--- WHAT NEEDS TO BE DONE ---
Reproduce the material below word for word, starting at the line that contains "Objective — one pin per instance of the wooden perch" and running through the end of the material, with both ends included. Leave the picture out of your copy.

══ INFORMATION PROVIDED

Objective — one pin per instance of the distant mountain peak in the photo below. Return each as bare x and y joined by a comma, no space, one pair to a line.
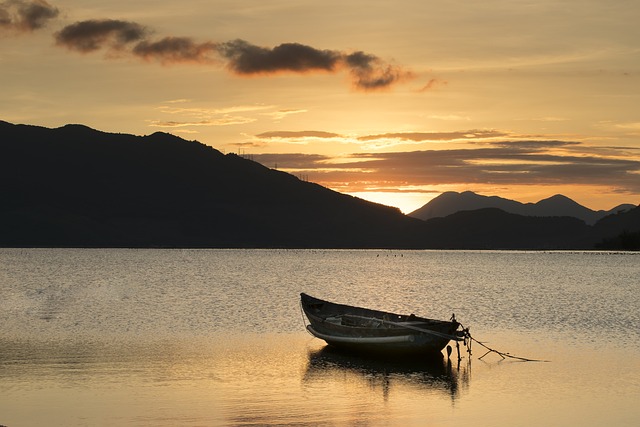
557,205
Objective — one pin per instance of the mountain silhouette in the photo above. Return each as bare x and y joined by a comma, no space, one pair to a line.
556,206
74,186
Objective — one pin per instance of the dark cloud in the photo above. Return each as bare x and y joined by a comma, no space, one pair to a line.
291,161
368,72
436,136
512,163
91,35
176,49
298,134
245,58
21,15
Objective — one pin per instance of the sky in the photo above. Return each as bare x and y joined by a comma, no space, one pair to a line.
394,102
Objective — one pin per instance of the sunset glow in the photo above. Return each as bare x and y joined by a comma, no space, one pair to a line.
391,102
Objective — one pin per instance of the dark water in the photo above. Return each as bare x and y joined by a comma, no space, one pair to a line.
216,338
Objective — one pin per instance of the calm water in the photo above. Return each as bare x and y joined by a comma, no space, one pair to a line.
216,338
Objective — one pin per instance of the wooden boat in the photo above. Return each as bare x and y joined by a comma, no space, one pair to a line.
364,330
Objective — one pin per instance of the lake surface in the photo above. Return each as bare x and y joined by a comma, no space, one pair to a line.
216,338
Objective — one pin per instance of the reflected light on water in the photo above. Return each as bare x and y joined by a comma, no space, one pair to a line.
261,380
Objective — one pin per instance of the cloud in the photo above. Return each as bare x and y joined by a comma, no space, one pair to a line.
368,72
177,49
298,134
92,35
505,163
281,114
245,58
26,16
436,136
292,161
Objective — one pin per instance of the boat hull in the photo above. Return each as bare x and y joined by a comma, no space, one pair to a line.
372,331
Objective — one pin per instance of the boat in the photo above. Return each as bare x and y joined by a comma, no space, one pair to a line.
372,331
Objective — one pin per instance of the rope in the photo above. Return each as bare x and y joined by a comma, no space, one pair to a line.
491,350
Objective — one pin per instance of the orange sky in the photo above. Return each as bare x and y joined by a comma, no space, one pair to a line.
395,102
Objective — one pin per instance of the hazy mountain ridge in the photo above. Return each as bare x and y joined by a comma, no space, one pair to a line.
75,186
555,206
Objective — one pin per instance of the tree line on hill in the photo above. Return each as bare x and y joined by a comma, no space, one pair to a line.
77,187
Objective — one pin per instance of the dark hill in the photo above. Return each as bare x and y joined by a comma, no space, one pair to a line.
75,186
492,228
558,205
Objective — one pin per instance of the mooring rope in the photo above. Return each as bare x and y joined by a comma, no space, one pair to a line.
502,354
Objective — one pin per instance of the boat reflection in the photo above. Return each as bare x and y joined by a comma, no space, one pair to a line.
435,374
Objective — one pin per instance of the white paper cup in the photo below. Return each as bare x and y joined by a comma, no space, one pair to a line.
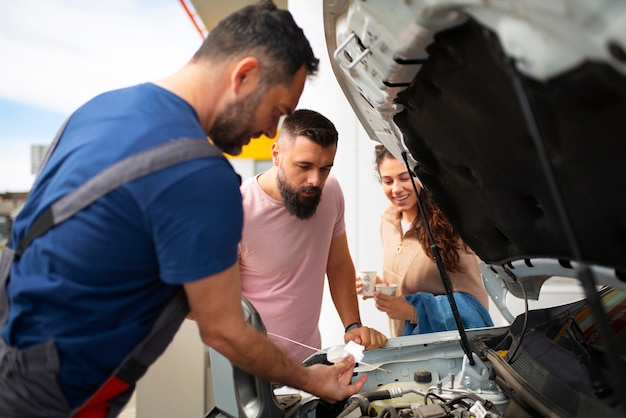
387,288
368,278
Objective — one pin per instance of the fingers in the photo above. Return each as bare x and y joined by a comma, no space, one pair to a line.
367,337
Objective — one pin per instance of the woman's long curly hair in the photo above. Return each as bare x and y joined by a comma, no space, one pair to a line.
444,234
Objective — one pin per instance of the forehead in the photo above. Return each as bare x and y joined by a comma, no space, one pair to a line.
390,167
304,150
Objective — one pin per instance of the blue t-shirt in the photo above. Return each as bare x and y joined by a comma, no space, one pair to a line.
96,283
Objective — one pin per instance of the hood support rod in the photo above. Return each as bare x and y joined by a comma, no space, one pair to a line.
442,271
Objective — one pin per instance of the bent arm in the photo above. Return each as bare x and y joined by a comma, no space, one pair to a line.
341,274
215,303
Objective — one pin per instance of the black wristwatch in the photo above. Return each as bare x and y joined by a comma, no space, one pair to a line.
352,326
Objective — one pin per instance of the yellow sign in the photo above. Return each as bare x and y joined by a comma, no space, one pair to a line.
258,149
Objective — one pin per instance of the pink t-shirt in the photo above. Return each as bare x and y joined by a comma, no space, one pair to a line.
283,263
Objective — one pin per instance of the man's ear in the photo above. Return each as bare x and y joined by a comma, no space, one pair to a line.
245,76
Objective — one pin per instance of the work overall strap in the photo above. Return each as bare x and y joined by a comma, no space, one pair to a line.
102,403
7,255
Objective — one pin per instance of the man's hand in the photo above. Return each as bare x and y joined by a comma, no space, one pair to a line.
367,337
333,383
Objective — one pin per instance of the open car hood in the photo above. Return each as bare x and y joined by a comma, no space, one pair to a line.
511,113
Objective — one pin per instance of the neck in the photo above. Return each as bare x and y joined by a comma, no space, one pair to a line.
194,84
267,181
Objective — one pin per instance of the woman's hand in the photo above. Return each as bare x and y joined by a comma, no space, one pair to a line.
396,307
359,286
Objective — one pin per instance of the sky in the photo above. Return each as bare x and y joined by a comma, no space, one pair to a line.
57,54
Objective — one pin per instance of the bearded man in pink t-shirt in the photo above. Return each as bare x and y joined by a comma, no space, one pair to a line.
294,234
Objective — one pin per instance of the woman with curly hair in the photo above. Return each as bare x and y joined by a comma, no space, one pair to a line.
408,260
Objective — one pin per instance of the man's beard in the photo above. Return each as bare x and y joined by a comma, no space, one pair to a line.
231,129
301,208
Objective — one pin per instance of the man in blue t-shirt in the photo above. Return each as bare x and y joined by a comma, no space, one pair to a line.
94,285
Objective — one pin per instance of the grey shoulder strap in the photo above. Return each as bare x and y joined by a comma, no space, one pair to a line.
124,171
128,169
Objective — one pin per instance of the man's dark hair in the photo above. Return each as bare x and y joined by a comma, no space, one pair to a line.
264,31
311,124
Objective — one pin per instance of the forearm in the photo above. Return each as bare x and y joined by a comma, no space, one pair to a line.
253,352
343,293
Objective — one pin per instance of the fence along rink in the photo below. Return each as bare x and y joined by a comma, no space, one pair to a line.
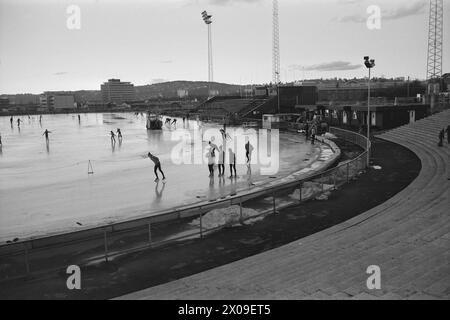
106,242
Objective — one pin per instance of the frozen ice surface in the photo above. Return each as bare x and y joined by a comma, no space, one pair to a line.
45,189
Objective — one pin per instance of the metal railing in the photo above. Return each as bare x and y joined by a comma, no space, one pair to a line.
106,242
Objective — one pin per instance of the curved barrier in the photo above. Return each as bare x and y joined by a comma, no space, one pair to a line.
106,242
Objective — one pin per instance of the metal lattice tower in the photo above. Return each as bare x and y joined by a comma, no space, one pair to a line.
275,45
434,60
208,21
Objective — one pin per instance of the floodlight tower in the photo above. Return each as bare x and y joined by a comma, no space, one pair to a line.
434,58
208,21
435,27
275,45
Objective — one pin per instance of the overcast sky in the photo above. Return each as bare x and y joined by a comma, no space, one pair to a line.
163,40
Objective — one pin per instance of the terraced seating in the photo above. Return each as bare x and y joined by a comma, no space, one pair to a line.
408,236
228,106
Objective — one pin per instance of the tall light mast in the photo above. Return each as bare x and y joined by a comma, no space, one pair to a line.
275,45
207,18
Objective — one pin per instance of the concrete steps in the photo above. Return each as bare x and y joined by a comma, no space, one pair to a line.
408,236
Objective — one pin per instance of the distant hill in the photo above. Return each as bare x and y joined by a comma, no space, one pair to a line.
166,90
195,89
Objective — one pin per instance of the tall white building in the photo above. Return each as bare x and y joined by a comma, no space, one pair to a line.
118,92
57,102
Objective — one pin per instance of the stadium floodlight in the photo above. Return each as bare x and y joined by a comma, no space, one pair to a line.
207,18
369,63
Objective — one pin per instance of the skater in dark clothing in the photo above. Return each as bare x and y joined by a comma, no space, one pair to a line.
157,166
441,137
232,162
448,134
46,132
313,135
221,162
248,152
211,161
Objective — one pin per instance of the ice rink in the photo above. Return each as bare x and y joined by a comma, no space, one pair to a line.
46,189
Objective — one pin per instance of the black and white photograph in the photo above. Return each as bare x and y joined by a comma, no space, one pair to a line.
224,156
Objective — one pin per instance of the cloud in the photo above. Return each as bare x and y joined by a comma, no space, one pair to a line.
403,11
327,66
231,2
159,80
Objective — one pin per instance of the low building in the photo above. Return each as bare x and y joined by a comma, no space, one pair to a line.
57,102
382,117
118,92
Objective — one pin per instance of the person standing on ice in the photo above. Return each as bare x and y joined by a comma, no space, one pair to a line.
113,138
157,166
46,132
210,155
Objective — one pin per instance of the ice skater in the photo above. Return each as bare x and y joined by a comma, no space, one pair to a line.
448,134
113,138
224,134
441,137
248,151
46,132
313,134
213,148
232,162
221,162
157,166
211,161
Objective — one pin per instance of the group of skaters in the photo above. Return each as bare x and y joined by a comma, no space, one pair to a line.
211,156
215,155
113,136
442,136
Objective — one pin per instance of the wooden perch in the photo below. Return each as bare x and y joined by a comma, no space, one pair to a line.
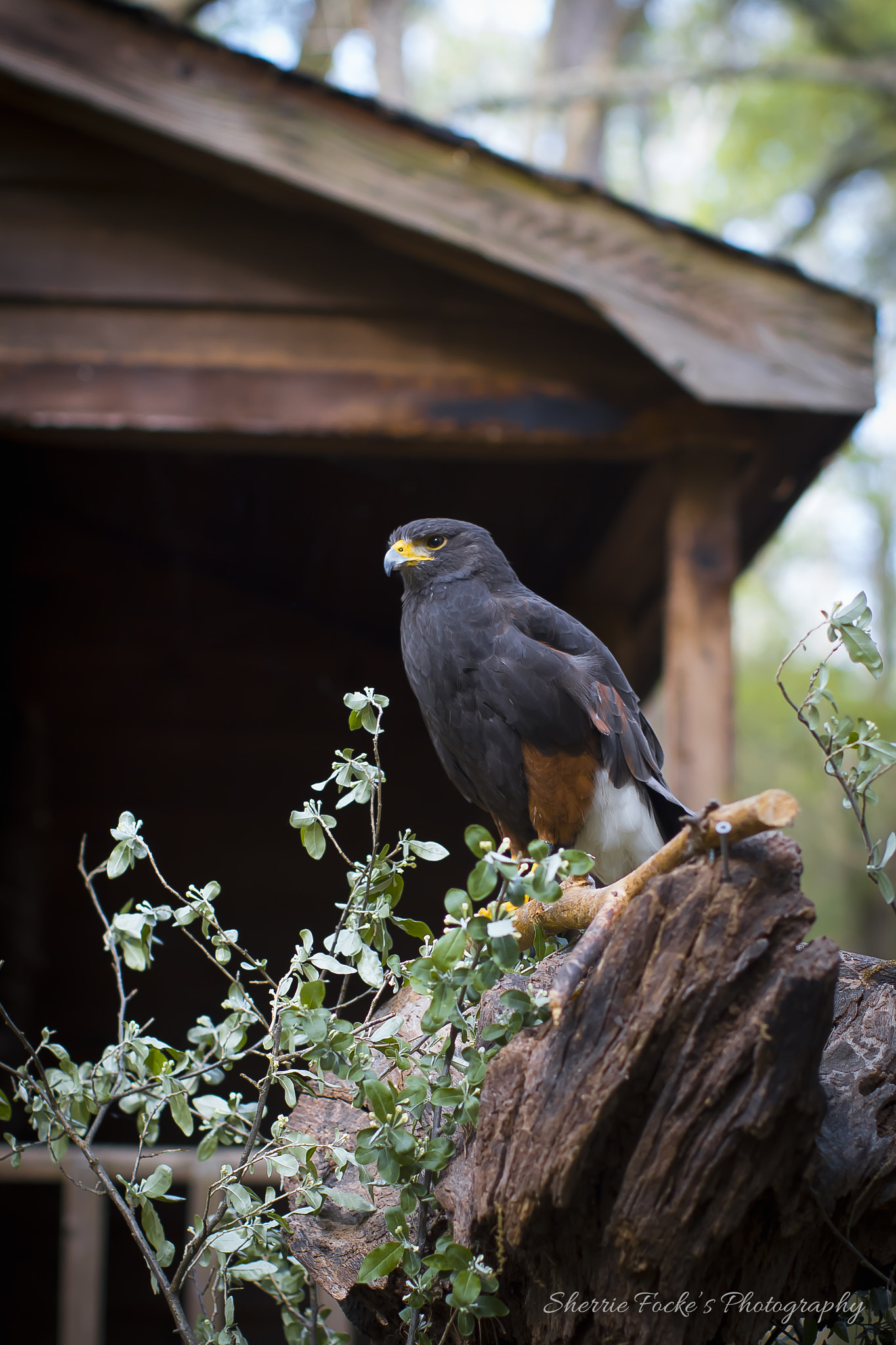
581,903
710,1105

════

--- RESULT OF THE EXERCISE ---
Objective — one pin per instance of the wooden perch in the photo below. Return each as bare x and y joined by a comma, no space, one pair to a line.
581,903
710,1105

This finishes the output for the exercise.